## Trabalho pedido
A. Transcreva, do texto sobre Joseph Stiglitz e o euro, o trecho que vai de "Em Portugal, muito" até "em que está.", inclusive.
B. Prossiga o texto sobre Joseph Stiglitz e o euro a partir da última frase apresentada.

## Texto do exercício
Em Portugal, muito mais do que noutros países, as palavras dos estrangeiros sobre nós dão sempre notícia. E isso é absurdo. Mas às vezes as coisas óbvias, quando são ditas de fora, tornam-se mais evidentes aos olhos de todos. E com as coisas acertadíssimas que o Nobel da Economia norte-americano Joseph Stiglitz tem dito sobre a Europa, é interessante ouvir o que pensa sobre como Portugal pode sair do “pântano” em que está.

Na entrevista que deu à Antena 1, a propósito do seu livro “The Euro: How a Common Currency Threatens the Future of Europe”, Joseph Stiglitz foi arrasador para a União Europeia e as suas instituições e poderes. E, no entanto, só disse coisas que todos temos o dever de saber. Que o euro retirou aos Estados mecanismos de ajustamento – as taxas de câmbio e as taxas de juro – e que a Europa contou que tudo poderia depender de políticas orçamentais. Que foram impostos limites cegos ao défice que impedem políticas em contraciclo que favoreçam o crescimento económico em tempo de crise. Que o euro nasceu num determinado momento, em que as convicções ideológicas ditaram a lógica a que hoje está presa. Que as políticas monetárias do BCE, que se teria de concentrar mais na inflação do que com o emprego, não chegam para tirar a Europa da beira do precipício, onde brinca há mais de cinco anos arriscando-se a uma nova crise de dimensões arrasadoras.

## Material fornecido
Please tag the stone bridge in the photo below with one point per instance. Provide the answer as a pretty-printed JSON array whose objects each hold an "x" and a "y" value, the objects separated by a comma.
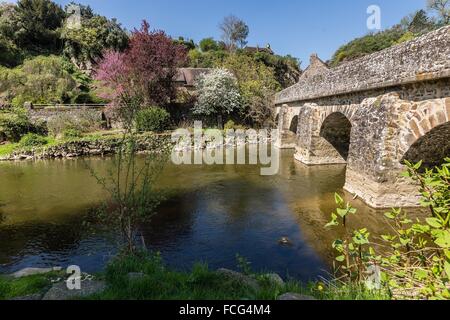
[{"x": 372, "y": 114}]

## Respostas por tarefa
A.
Em Portugal, muito mais do que noutros países, as palavras dos estrangeiros sobre nós dão sempre notícia. E isso é absurdo. Mas às vezes as coisas óbvias, quando são ditas de fora, tornam-se mais evidentes aos olhos de todos. E com as coisas acertadíssimas que o Nobel da Economia norte-americano Joseph Stiglitz tem dito sobre a Europa, é interessante ouvir o que pensa sobre como Portugal pode sair do “pântano” em que está.

B.
Que o euro foi criando com base na fezada de que a própria união monetária criaria uma dinâmica política que levaria ao surgimento dos instrumentos necessários ao seu funcionamento. Isso não sucedeu, houve uma crise que demonstrou a enorme fragilidade da moeda única e o ambiente foi o oposto. Hoje, não há um clima político para mudar seja o que o que for a Europa limita-se a arrastar a indecisão até ao limite e no último segundo faz o mínimo dos mínimos para não cair no buraco. Que os alemães insistem na ideia de que a crise europeia resultou de défices orçamentais quando os factos demonstram que isso não é verdade. Que apesar dos números mostrarem o oposto, os alemães continuam a acreditar que os povos do sul são preguiçosos e por isso não estão disponíveis para a solidariedade que lhes é exigida. Que insistem na austeridade quando já toda a gente percebeu que ela não resulta. E que falhando no diagnóstico continuarão a falar na cura. E que a na sua convicção e determinação a Alemanha está agora em desencontro com o resto do mundo (até com o FMI) e impõe este absurdo a toda a zona euro.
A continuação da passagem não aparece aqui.